- **Task to carry out**
Add 116 to every bounding-box coordinate in everything from the line containing "of blue sky" down to the end of the listing. Write out all of those lines again, leaving every other word unchanged.

[Entries from an annotation dataset]
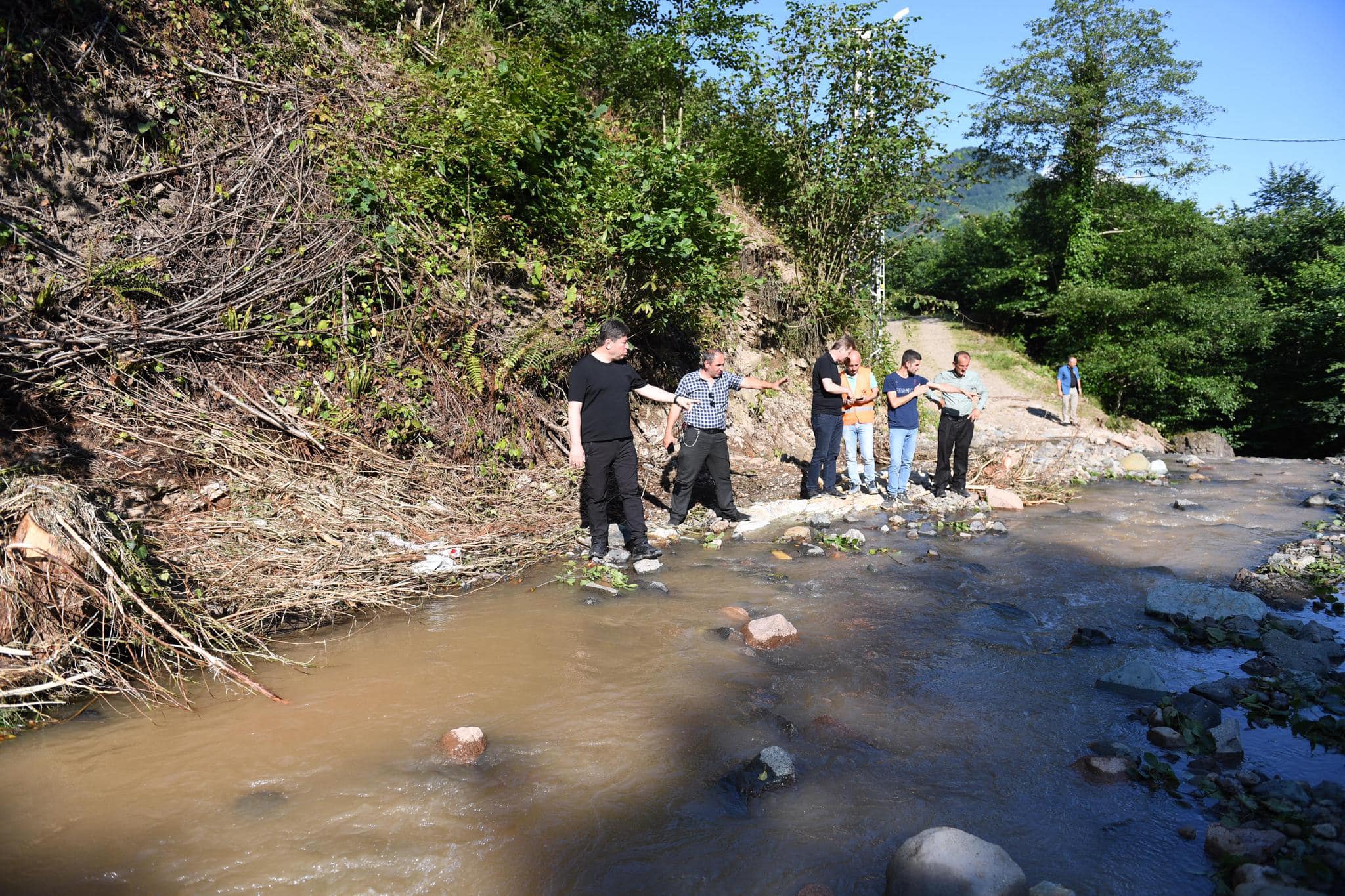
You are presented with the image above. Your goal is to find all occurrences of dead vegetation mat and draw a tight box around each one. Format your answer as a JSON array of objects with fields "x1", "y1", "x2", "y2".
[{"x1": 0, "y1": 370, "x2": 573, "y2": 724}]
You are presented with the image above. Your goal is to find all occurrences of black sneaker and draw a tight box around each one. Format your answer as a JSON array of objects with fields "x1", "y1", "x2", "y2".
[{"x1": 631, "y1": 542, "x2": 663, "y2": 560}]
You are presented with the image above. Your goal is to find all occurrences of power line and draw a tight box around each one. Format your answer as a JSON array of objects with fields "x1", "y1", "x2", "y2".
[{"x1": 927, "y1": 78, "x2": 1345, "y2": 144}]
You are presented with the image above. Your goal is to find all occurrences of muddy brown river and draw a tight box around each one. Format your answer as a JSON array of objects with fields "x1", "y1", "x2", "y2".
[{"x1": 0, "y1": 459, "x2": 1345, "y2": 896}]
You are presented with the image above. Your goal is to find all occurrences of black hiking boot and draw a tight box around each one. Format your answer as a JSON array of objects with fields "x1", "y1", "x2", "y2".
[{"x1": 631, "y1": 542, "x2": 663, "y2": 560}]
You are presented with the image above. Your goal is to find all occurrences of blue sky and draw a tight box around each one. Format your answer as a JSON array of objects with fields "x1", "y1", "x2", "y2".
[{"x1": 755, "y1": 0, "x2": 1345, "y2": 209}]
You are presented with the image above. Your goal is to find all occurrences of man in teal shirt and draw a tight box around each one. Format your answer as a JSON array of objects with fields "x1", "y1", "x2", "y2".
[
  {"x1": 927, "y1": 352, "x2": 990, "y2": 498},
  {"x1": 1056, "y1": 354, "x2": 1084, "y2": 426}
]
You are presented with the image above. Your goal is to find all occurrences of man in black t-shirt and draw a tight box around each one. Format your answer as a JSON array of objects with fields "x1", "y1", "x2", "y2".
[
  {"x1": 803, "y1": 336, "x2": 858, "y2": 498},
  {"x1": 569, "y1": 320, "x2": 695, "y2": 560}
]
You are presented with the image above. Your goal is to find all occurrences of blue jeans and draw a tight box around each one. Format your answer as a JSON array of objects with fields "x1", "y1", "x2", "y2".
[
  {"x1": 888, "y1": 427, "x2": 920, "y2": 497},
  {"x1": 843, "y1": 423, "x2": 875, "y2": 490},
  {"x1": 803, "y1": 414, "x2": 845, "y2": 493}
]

- **Finished task**
You are presented with the image above. Your goal is to find all occurrences of blue sky and draw a tight box around each one. Format your answer as a JSON array of objects with fields "x1", "y1", "x2", "y2".
[{"x1": 871, "y1": 116, "x2": 1461, "y2": 325}]
You are presented with the image above. Your goal is to find all occurrences of man in teal shirt and draw a tight box around each one. Format your answer as a JSON array of objects with fields "x1", "y1", "x2", "y2".
[
  {"x1": 1043, "y1": 468, "x2": 1106, "y2": 614},
  {"x1": 1172, "y1": 470, "x2": 1200, "y2": 542}
]
You are presented with the image above. Your goal is to find all occurrences of man in black t-shirt and draw a tight box around each one. Format your answer as a JSON array of objects with fields "x1", "y1", "x2", "y2".
[
  {"x1": 919, "y1": 452, "x2": 974, "y2": 614},
  {"x1": 685, "y1": 436, "x2": 811, "y2": 676}
]
You are presented with the image above. Your goal is to find all occurrences of blue jeans and draw a tight box around each one. Format your answer as a JSON array of objects with fields "x1", "y1", "x2", "y2".
[
  {"x1": 1004, "y1": 543, "x2": 1036, "y2": 613},
  {"x1": 959, "y1": 539, "x2": 991, "y2": 606},
  {"x1": 919, "y1": 530, "x2": 961, "y2": 609}
]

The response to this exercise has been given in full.